_Problem_. Reproduce the full listing below unchanged, apart from the pictures.

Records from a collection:

↓

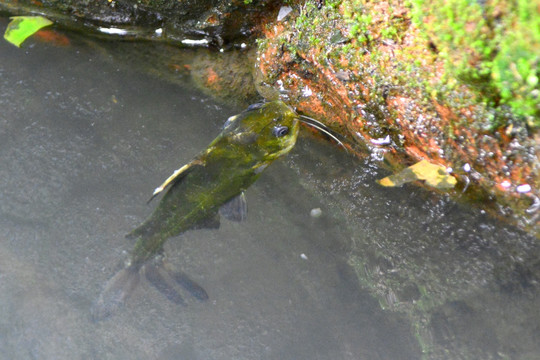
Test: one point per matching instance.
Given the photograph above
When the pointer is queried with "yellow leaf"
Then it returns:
(434, 175)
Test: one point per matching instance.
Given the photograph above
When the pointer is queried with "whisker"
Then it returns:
(322, 128)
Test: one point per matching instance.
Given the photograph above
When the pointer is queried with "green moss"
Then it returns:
(492, 47)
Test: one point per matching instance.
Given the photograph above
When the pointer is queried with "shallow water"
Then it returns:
(381, 274)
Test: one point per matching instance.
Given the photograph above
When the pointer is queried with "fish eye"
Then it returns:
(280, 130)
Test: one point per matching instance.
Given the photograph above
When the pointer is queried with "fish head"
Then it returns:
(269, 129)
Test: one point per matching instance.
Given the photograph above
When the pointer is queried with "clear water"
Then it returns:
(381, 274)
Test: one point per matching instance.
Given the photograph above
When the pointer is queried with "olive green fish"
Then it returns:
(213, 183)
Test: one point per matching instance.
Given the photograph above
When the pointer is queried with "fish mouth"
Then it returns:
(323, 129)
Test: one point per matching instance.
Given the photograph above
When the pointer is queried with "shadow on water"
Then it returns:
(380, 274)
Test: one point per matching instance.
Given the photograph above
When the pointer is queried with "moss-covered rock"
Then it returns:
(444, 81)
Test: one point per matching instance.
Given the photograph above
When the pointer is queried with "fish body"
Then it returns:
(195, 193)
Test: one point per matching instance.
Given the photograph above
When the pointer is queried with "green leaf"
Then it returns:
(434, 175)
(21, 27)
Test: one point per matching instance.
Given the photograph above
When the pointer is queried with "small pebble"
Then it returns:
(315, 213)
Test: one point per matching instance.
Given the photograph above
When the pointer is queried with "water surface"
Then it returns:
(381, 274)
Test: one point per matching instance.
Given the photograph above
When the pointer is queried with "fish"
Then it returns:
(197, 195)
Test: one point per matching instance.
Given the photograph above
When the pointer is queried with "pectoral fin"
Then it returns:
(235, 209)
(177, 175)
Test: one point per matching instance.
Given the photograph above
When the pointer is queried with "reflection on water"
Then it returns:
(381, 274)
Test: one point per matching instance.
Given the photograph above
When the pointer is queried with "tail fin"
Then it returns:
(115, 293)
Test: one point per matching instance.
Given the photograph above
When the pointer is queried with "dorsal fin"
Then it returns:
(176, 175)
(235, 209)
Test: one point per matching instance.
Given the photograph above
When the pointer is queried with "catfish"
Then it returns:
(197, 194)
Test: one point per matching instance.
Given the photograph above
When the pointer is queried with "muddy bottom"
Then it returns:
(380, 274)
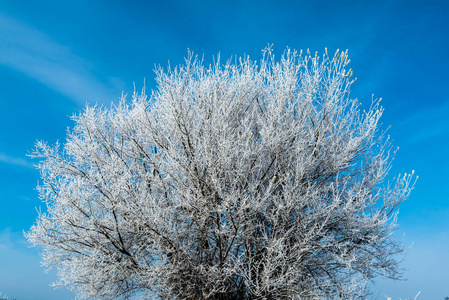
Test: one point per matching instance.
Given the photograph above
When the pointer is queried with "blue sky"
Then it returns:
(56, 56)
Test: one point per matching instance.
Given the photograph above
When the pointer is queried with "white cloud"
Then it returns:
(36, 55)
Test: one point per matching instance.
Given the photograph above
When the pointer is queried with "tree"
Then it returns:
(238, 181)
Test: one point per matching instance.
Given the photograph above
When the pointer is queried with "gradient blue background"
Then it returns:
(56, 56)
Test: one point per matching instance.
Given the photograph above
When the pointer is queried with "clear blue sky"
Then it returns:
(56, 56)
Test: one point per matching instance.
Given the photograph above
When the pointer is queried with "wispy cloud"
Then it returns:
(36, 55)
(15, 161)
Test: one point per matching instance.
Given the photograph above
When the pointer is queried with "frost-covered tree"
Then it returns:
(248, 180)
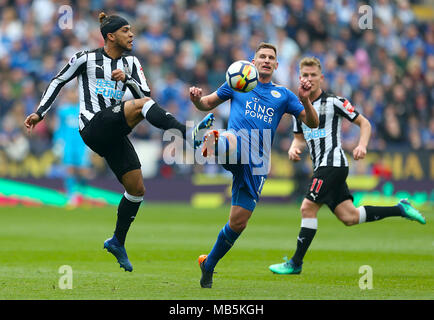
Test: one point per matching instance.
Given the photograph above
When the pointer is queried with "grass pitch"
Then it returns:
(165, 241)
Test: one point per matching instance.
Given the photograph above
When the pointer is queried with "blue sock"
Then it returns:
(225, 240)
(70, 185)
(222, 146)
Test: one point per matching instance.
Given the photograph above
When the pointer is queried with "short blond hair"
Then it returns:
(309, 62)
(266, 45)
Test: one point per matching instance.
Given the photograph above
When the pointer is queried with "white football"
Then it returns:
(242, 76)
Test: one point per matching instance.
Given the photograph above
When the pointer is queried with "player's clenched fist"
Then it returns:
(31, 121)
(195, 94)
(294, 154)
(304, 88)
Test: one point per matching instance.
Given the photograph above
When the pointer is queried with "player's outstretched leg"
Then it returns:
(192, 134)
(409, 212)
(206, 279)
(114, 247)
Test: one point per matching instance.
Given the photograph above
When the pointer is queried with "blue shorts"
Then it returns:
(246, 186)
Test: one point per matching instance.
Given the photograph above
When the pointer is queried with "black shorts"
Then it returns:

↑

_Task response_.
Test: one point per matching instance.
Given the photograph above
When the pointer is queried with "yellow leaf"
Then it returns:
(434, 175)
Test: one point per matching instance.
Given the photograph above
When the pointer is queried with "whisker"
Then it returns:
(322, 128)
Test: one point per matching instance.
Given the photograph above
When the pointer is queried with "green moss"
Then it returns:
(492, 47)
Test: one point per matching instance.
Given the photograph above
When the pointer is queried with "shallow water"
Then it returns:
(381, 274)
Test: one point per matching instance.
Given the photograph above
When the pointer is queried with "fish eye"
Then it returns:
(280, 130)
Test: one point per matching instance.
Given the photograph above
When the pointer is queried with "fish head"
Then it returns:
(269, 129)
Test: one point per matching instance.
Given the photograph above
When the pointer is queried with "clear water"
Then it returns:
(381, 274)
Test: one point per matching instance.
Given the photograph above
When the pointer is queried with "olive green fish"
Then it returns:
(213, 183)
Test: one point per matching instance.
Given the photograph above
When the pointer is queried with "fish mouth"
Then it returns:
(323, 129)
Test: one point per matching instance.
Given the photograph above
When the pointer is queried with "shadow on water"
Then it returns:
(380, 274)
Test: one point per matching instance.
Given the photograph above
When the pointer is queried with "moss-covered rock"
Then it returns:
(444, 81)
Test: one point per matching instance.
Given the photograph above
When the pointer is queried with "fish body"
Then it returns:
(195, 193)
Test: one point per matching instance.
Given the photograph above
When the pointer is queried with "green leaf"
Then it returns:
(434, 175)
(21, 27)
Test: one point per matching instance.
Given the photograph above
When the pointer is queried with "small pebble"
Then it returns:
(315, 213)
Test: one point per matching instance.
Given the photograph above
When the pointer is queried with "water surface"
Then it returns:
(381, 274)
Test: one point per matching instance.
Given the photograph above
When the pointer is queried with "fish"
Then it returns:
(197, 195)
Test: one point per matching instance.
Given the photograph above
When the pointer is queried with "pectoral fin"
Then it returns:
(235, 209)
(177, 175)
Test: one point per matching instance.
Given the photograph above
When the pointer is queried with "reflection on water"
Then it returns:
(381, 274)
Test: one point per matching instance.
Given the photograph above
When the pointer is queried with "tail fin"
Then it returns:
(115, 293)
Test: one point per matching instance.
Given the photograph above
When the pointer is queried with "dorsal fin"
Then it returns:
(176, 175)
(235, 209)
Test: one point per matching instance.
Given the photograph above
When the pointer is queried with "catfish"
Then it returns:
(197, 194)
Test: one point per matching instance.
Given the photograph above
When the pointer is queried with "muddy bottom"
Then it returns:
(380, 274)
Test: one point per matching instance.
Given the photograph above
When the pointer is queried with "blue sky"
Then it returns:
(56, 56)
Test: one point per matching instance.
Given the photograph above
When the pointer is queried with "white cloud"
Then it returns:
(36, 55)
Test: one point per matching instance.
Given the photograph above
When the pointer is queried with "tree"
Then it returns:
(238, 181)
Test: one point per matching instance.
Given the photograph above
When the pointer is queried with "gradient blue background"
Then it returns:
(56, 56)
Test: one point per matching instance.
Given the photograph above
When the pointer is queried with "clear blue sky"
Then it returns:
(56, 56)
Test: one point per matching instance.
Given the photograph above
When the pointer is queried with "wispy cloud"
Then it returns:
(36, 55)
(15, 161)
Test: one point per matching instance.
Given the photograph above
When the pointer is queried with "frost-covered tree"
Then it returns:
(248, 180)
Test: one point per matching instance.
Given the photograph above
When the pointer is queried with "grass pitch"
Then it returns:
(165, 241)
Test: one point per matching instance.
Given the photograph above
When the pointer is queried with "blue sock"
Then it returns:
(225, 240)
(70, 185)
(222, 146)
Test: one point per matching instance.
Given the photograph above
When the pointer is queried with "short blond hair"
Then it returns:
(309, 62)
(266, 45)
Test: one point per matching instance.
Given the photograph above
When the pointer is queried with "white football"
Then it returns:
(242, 76)
Test: one point per matching instance.
Given the photograph above
When the pointer is queried with "player's clenched fist"
Then it returns:
(31, 121)
(195, 94)
(294, 154)
(304, 88)
Test: one point per matching instance.
Given the photograph above
When the pointer is queried with "player's outstretched leg"
Then it returns:
(192, 134)
(409, 212)
(206, 279)
(114, 247)
Test: one point per matching instance.
Given the photograph above
When the pointer is queried with "blue shorts"
Then it returns:
(246, 186)
Test: one point per matching instance.
Given the photograph above
When the pointer is queried with "black shorts"
Then it returns:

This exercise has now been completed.